--- Consigne a ---
Relevez chaque ligne des enregistrements ci-dessous qui contient le mot « nose ». La casse doit être respectée.

+++ Extrait du document +++

Parmi les îles du golfe on remarque, dès l’entrée, une assez grande terre, c’est Palmaria, qui surgit près du rivage occidental. L’accès en est assez difficile, la position dominante ; on l’a fortifiée. Mais aujourd’hui les vaisseaux passent devant un fort et peuvent en recevoir la volée sans avarie irréparable. Ce n’est plus comme au temps où leur marche dépendait du vent et de la mer. Poussés par la vapeur, ils vont droit et rapidement à leur but, en tout temps, de nuit comme de jour. Un vaisseau ne reste pas plus de quelques minutes dans l’aire des canons. C’est à peine si les artilleurs ont le temps de charger deux fois leurs pièces avant que le bâtiment se trouve hors de portée. On compterait donc souvent en vain sur des batteries croisant leurs feux pour arrêter l’essor d’un vaisseau qui passe. Aussi ce genre de protection est-il maintenant considéré comme insuffisant si son action n’est pas secondée par d’autres moyens défensifs. La navigation du golfe de la Spezzia est entravée contre l’ennemi par une digue pleine, comme à Cherbourg, et qui s’étend d’un rivage à l’autre. Abrité par ces ouvrages, l’arsenal, au fond de la baie, est à peu près hors d’atteinte par mer. Comme protection contre des troupes débarquées aux environs, il y a des forts et des canons qui battent la route le long du rivage et surtout, du côté de l’intérieur, où, comme nous l’avons dit, la chaîne des Apennins envoie des contre-forts.

+++ Enregistrements sources +++

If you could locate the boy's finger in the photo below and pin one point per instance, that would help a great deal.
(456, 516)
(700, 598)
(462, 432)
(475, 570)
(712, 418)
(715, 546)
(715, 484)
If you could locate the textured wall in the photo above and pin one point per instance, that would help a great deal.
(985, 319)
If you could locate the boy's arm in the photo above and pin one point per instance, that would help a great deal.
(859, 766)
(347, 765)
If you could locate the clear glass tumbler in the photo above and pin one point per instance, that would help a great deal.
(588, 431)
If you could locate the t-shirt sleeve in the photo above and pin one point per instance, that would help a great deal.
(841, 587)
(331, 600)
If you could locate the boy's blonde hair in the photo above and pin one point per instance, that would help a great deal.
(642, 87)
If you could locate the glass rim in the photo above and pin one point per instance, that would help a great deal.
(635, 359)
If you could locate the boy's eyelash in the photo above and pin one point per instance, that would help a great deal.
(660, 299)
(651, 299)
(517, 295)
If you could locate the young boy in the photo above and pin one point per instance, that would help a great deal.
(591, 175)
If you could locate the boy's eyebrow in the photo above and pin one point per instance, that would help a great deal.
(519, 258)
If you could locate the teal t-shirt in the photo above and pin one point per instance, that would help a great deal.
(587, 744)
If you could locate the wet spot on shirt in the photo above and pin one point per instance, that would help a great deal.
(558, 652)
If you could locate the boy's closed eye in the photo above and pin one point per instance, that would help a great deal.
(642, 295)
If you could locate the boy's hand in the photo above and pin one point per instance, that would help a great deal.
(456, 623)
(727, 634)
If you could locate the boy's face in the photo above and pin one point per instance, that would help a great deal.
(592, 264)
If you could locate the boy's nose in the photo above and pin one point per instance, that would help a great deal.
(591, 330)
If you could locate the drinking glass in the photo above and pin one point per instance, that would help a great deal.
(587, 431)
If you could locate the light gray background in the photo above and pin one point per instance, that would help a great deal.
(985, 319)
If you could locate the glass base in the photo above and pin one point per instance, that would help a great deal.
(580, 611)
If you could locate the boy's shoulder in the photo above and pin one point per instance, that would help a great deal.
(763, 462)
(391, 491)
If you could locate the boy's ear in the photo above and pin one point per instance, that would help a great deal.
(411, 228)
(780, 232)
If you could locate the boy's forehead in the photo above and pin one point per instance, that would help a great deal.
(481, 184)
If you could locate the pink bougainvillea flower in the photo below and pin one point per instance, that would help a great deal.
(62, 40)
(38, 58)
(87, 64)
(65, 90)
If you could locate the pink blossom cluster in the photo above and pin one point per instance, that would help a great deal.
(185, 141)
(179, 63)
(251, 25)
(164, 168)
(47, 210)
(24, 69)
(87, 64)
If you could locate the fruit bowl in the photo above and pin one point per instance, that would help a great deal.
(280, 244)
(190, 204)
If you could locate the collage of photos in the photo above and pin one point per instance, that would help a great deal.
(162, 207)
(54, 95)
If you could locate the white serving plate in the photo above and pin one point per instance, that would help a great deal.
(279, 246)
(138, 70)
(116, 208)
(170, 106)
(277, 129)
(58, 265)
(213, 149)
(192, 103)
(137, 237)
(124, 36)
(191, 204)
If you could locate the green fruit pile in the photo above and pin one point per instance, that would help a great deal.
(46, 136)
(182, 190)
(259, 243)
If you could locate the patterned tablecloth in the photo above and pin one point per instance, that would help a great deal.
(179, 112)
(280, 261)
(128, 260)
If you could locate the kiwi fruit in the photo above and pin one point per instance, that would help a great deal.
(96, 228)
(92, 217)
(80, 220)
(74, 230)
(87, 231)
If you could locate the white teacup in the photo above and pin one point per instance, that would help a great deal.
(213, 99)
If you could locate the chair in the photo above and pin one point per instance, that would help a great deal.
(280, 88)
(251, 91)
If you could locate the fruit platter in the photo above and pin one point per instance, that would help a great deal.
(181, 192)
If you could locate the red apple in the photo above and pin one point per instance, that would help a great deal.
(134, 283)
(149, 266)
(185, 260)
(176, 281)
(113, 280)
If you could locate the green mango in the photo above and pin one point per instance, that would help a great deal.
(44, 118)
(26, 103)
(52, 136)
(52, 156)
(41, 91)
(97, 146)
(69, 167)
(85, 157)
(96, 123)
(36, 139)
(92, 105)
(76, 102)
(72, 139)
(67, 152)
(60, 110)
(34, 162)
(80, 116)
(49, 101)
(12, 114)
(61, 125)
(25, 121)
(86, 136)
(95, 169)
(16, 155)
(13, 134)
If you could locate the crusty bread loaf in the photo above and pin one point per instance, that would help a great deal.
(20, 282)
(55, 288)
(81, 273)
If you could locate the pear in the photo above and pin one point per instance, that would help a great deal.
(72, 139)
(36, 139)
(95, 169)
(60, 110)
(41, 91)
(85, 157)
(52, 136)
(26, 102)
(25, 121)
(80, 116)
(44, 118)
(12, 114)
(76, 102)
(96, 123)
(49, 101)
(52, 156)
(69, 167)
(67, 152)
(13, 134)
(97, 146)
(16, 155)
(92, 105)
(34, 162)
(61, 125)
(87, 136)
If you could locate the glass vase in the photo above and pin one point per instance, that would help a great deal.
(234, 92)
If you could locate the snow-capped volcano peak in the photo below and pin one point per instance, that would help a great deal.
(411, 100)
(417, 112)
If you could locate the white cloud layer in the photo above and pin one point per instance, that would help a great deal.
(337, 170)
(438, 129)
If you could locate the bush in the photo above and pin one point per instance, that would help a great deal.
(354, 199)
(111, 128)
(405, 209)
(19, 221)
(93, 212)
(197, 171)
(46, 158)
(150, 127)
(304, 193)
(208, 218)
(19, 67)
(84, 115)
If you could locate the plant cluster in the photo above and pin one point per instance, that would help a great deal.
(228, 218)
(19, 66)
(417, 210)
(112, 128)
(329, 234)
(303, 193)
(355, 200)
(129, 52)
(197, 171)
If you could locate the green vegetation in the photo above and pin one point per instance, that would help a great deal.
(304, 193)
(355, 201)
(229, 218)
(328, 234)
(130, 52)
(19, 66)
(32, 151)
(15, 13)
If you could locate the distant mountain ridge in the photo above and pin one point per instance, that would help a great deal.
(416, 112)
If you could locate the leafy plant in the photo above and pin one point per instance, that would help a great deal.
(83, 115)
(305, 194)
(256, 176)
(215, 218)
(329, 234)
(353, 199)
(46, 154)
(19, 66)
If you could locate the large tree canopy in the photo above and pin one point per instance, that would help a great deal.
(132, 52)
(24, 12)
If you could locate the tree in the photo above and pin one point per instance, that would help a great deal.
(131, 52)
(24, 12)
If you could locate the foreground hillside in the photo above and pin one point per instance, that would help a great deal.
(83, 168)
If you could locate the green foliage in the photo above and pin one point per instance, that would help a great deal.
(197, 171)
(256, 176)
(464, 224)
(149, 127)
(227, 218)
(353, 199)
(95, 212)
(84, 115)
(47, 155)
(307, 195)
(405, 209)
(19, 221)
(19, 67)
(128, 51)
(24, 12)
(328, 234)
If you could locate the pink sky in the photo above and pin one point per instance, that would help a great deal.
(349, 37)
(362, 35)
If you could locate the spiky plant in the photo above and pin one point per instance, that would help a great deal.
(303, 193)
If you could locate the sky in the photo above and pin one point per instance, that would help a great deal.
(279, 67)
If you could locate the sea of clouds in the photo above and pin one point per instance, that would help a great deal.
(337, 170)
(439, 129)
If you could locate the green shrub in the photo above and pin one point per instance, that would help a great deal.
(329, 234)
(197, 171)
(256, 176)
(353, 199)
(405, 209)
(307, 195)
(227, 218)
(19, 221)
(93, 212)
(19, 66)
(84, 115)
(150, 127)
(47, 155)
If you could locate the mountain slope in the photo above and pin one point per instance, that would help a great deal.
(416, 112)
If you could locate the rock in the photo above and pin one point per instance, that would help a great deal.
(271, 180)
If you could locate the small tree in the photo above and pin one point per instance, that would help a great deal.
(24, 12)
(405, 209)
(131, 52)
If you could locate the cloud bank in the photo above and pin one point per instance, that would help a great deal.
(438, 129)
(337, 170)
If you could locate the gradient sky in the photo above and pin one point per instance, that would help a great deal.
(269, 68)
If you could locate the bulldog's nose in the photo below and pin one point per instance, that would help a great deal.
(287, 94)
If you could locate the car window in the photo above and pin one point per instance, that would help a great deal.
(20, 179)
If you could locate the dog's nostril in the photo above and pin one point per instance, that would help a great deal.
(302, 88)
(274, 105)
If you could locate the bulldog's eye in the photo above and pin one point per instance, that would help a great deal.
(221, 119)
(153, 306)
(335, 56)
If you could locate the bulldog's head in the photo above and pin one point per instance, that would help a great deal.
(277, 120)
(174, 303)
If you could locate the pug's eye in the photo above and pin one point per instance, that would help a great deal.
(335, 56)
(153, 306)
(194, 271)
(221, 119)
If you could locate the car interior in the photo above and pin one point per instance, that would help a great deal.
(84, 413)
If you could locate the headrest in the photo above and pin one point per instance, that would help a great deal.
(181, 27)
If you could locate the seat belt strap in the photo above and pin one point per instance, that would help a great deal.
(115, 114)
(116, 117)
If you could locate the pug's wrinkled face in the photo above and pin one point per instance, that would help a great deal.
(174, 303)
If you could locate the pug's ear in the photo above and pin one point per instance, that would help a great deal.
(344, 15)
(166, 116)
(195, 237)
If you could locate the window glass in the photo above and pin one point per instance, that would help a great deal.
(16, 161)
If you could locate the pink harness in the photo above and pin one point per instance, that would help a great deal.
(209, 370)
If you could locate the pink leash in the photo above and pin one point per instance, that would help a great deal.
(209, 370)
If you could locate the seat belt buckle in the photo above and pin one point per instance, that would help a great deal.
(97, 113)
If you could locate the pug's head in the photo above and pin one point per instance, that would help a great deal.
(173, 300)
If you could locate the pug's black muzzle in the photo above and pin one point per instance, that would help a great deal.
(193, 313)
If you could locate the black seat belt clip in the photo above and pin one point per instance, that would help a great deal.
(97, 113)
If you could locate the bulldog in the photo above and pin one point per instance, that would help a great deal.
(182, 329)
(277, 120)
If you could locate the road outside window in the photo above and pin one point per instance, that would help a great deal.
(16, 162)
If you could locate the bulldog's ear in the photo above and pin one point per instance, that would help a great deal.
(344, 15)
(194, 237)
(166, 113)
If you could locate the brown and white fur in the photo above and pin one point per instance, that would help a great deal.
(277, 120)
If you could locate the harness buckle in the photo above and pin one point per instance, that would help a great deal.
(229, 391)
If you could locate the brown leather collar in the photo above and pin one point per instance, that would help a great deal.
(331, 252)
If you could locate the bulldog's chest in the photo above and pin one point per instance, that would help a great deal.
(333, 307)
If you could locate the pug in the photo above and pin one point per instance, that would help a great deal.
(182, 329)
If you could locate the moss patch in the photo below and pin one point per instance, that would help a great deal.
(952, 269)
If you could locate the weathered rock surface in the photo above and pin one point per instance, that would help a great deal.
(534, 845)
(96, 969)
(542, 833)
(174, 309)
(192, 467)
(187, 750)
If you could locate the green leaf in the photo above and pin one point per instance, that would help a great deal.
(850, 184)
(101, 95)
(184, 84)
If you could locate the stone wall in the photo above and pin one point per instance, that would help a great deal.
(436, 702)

+++

--- Consigne b ---
Restituez mot pour mot l'intégralité du passage ci-dessus sur le golfe de la Spezzia.

--- Réponse attendue a ---
If you could locate the boy's nose in the photo above and pin one point per instance, that would help a great deal.
If you could locate the bulldog's nose in the photo below and pin one point per instance, that would help a great deal.

--- Réponse attendue b ---
Parmi les îles du golfe on remarque, dès l’entrée, une assez grande terre, c’est Palmaria, qui surgit près du rivage occidental. L’accès en est assez difficile, la position dominante ; on l’a fortifiée. Mais aujourd’hui les vaisseaux passent devant un fort et peuvent en recevoir la volée sans avarie irréparable. Ce n’est plus comme au temps où leur marche dépendait du vent et de la mer. Poussés par la vapeur, ils vont droit et rapidement à leur but, en tout temps, de nuit comme de jour. Un vaisseau ne reste pas plus de quelques minutes dans l’aire des canons. C’est à peine si les artilleurs ont le temps de charger deux fois leurs pièces avant que le bâtiment se trouve hors de portée. On compterait donc souvent en vain sur des batteries croisant leurs feux pour arrêter l’essor d’un vaisseau qui passe. Aussi ce genre de protection est-il maintenant considéré comme insuffisant si son action n’est pas secondée par d’autres moyens défensifs. La navigation du golfe de la Spezzia est entravée contre l’ennemi par une digue pleine, comme à Cherbourg, et qui s’étend d’un rivage à l’autre. Abrité par ces ouvrages, l’arsenal, au fond de la baie, est à peu près hors d’atteinte par mer. Comme protection contre des troupes débarquées aux environs, il y a des forts et des canons qui battent la route le long du rivage et surtout, du côté de l’intérieur, où, comme nous l’avons dit, la chaîne des Apennins envoie des contre-forts.